[Stored data entries]
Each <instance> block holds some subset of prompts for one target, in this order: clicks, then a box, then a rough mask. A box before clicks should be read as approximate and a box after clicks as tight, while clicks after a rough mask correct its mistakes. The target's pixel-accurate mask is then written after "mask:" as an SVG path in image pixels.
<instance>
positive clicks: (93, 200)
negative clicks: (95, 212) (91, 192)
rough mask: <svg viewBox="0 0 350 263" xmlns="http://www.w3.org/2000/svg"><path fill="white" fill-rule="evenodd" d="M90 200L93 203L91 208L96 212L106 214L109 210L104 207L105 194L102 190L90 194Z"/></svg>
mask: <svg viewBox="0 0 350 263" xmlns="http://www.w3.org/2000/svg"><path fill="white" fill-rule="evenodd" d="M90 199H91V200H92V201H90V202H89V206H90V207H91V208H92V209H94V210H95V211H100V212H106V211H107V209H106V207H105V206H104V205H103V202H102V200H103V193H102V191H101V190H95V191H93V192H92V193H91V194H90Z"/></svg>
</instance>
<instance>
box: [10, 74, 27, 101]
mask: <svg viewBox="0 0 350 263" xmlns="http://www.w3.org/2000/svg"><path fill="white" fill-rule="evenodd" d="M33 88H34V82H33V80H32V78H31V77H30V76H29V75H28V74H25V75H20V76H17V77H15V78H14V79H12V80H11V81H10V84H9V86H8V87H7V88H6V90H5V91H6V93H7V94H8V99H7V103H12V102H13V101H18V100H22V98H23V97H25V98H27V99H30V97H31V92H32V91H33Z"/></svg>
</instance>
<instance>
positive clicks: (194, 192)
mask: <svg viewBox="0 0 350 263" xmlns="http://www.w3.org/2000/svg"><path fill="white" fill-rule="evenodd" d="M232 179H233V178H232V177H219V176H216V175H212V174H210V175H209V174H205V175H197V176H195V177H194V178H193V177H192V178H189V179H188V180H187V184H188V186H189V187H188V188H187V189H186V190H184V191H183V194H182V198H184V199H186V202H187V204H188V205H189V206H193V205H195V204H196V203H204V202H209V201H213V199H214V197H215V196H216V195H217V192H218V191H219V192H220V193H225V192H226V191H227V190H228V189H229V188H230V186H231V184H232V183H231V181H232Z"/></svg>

...

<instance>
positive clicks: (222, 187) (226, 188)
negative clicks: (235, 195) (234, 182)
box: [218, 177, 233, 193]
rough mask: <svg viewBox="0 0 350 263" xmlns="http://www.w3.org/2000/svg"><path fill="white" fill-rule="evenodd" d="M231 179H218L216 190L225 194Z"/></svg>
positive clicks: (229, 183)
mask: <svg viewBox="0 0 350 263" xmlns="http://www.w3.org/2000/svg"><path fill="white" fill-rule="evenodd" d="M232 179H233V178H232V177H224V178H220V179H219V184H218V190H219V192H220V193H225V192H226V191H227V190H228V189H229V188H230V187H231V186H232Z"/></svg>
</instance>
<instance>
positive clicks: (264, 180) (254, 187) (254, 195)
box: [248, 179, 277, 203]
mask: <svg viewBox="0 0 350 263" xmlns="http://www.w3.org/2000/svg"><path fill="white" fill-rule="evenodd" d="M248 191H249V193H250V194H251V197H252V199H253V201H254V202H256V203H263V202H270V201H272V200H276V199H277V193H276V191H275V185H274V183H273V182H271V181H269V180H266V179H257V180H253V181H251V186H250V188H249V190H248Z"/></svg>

◆ What you are asked to do
Transcribe each line of the data above, unaltered, from the one where "Each <instance> block" appears to the one where "negative clicks: (95, 212) (91, 192)" appears, inclusive of both.

◆ Solution for this exercise
Each <instance> block holds some subset of prompts for one target, in this order: clicks, then a box, then a rough mask. A box before clicks should be read as approximate and a box after clicks as tight, while clicks after a rough mask correct its mistakes. The target's pixel-accurate mask is then written after "mask:" as an SVG path in image pixels.
<instance>
positive clicks: (93, 200)
negative clicks: (95, 212) (91, 192)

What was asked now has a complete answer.